### Tasks to perform
1. From the reviewer comments, set down the stretch from "Lines 138-139. Is" through "for the design." word for word.
2. Do these statements agree with the reviewer comments? Answer yes or no for each, and quote the words that decide it.
(a) Each treatment had four replicates.
(b) The study reported its test statistics.
(c) The reviewer suggests replacing "from eradication to management" with "from eradication to control."
3. According to the reviewer comments, what is another commonly speculated reason for the decline of Phragmites in Europe?

### Selected text

= Beginning of Section =

Line 126 – What is meant by a “pressed” experiment?
Line 133 - Goats should be identified by their scientific name or perhaps introduced in the methods as “domestic goats”
Lines 142, 163, and 164 - Spell out the numbers 1-9 unless used with units.
Line 153 – Missing a comma after stem density
Lines 185-186 – This statement could be clarified. What supporting data are you referring to? What other ways could native species have arrived at the site other than the two mentioned?
Line 266 – apostrophe is not needed in “Phragmites’”
Line 268-270 Sentence is unclear in context. Is the question which is more effective - springtime grazing or early summer grazing? If so, remove the word “even”.
Line 273 Change “those using invasive species control techniques” to “those using other invasive species control techniques”
Line 297 – I think this should be “in the Baltics”
Lines 330-332. The first sentence of the very last paragraph seems out of place as it relates mostly to the third-to-last paragraph. Consider revising this final paragraph.
Line 335 – Consider changing “from eradication to management” to “from eradication to mitigation”
Figure 4 includes two figures, A and B, but these are not referenced separately or given separate captions.
Lines 138-139. Is there a rationale for the design that goats are left in until Phragmites was within at least one of the four enclosures (vs. a set period of time)? Perhaps cite reference if this has been used before for grazing studies, or explain rationale for the design.
Figures 1 and 2. Grazed replicates had more desirable baseline measurements (e.g., Phragmites height and stem density is lower; species diversity and richness is higher), although the differences were not significant. However, it is worth clarifying in the text whether the plots were randomly allocated to the two study conditions.
Figures 1 and 2. The third grazing arrow aligns with measurements taken for % cover, species richness, and diversity. Please clarify in the figure whether the measurements were taken immediately before or after the grazing event for that timepoint.
Small # of replicates should be addressed as a limitation.
Were soil properties considered? Adding livestock to graze would affect nutrient cycling. May be beyond the scope of this paper but could be addressed in discussion.
Very interesting and well-written overall and I look forward to seeing more work in this area.
The experimental design was appropriate, but there were only four replicates for each treatment. It is understood that this was a large-scale field experiment, so many replicates are not possible. Test statistics were not given, so I was unable to determine what the treatment effect size was, which would help to better determine if sample size was appropriate.
The design provided limited information about the potential of goat grazing to control Phragmites on a meaningful time scale. Does Phragmites density (cover) influence feeding preference of goats (alluded to but not directly tested)? What will happen after goats are completely removed?
Test statistics (F, MS, p, etc.) are essential if other studies are to be compared to this study.
A more realistic statement or discussion of the viability of this control approach is needed. I don't see how this type of grazing is a viable option given it is only a short term solution and Phragmites would either rebound or recolonize quickly after livestock removal, so benefits would only be short term. Can a native community, which serves some function, be maintained or will it be in some degraded state that is poor wildlife habitat? Most likely, the system will return to Phragmites dominance if restoration with competitive native species does not occur.
Another commonly speculated reason for Phragmites decline in Europe is eutrophication (research by Armstrong and Armstrong).
ANOVA statistics would be helpful.
It appears from your results that Phragmites is high in protein, but has poor digestibility. Is this the case?
Line 270: remove underscore
Line 307: or not change at all.
Lines 309-311: How can long term livestock grazing be maintained without damage to native plants that are preferred or more palatable?
Line 324: data 'are' (plural)
Line 327: reducing instead of preventing?
Lines 328-329: Or where reduced P. australis biomass and some native cover is an acceptable goal.

= End of Section =

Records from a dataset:
= Beginning of Section =

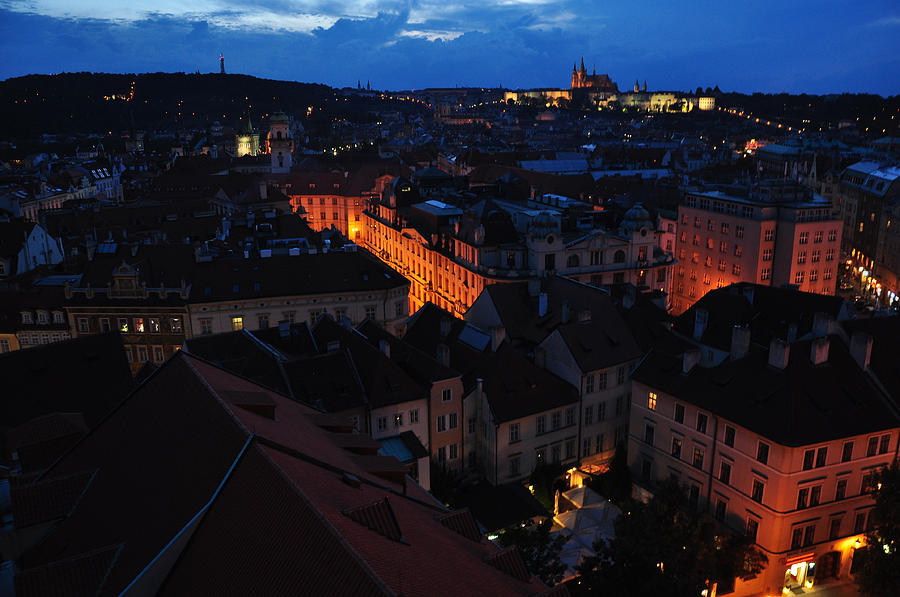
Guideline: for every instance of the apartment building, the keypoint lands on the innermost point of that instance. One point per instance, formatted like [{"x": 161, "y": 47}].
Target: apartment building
[
  {"x": 779, "y": 442},
  {"x": 233, "y": 294},
  {"x": 870, "y": 209},
  {"x": 774, "y": 233}
]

= End of Section =

### Responses
1.
Lines 138-139. Is there a rationale for the design that goats are left in until Phragmites was within at least one of the four enclosures (vs. a set period of time)? Perhaps cite reference if this has been used before for grazing studies, or explain rationale for the design.

2.
(a) Yes: "there were only four replicates for each treatment."
(b) No: "Test statistics were not given."
(c) No: "Consider changing “from eradication to management” to “from eradication to mitigation”."

3. Eutrophication.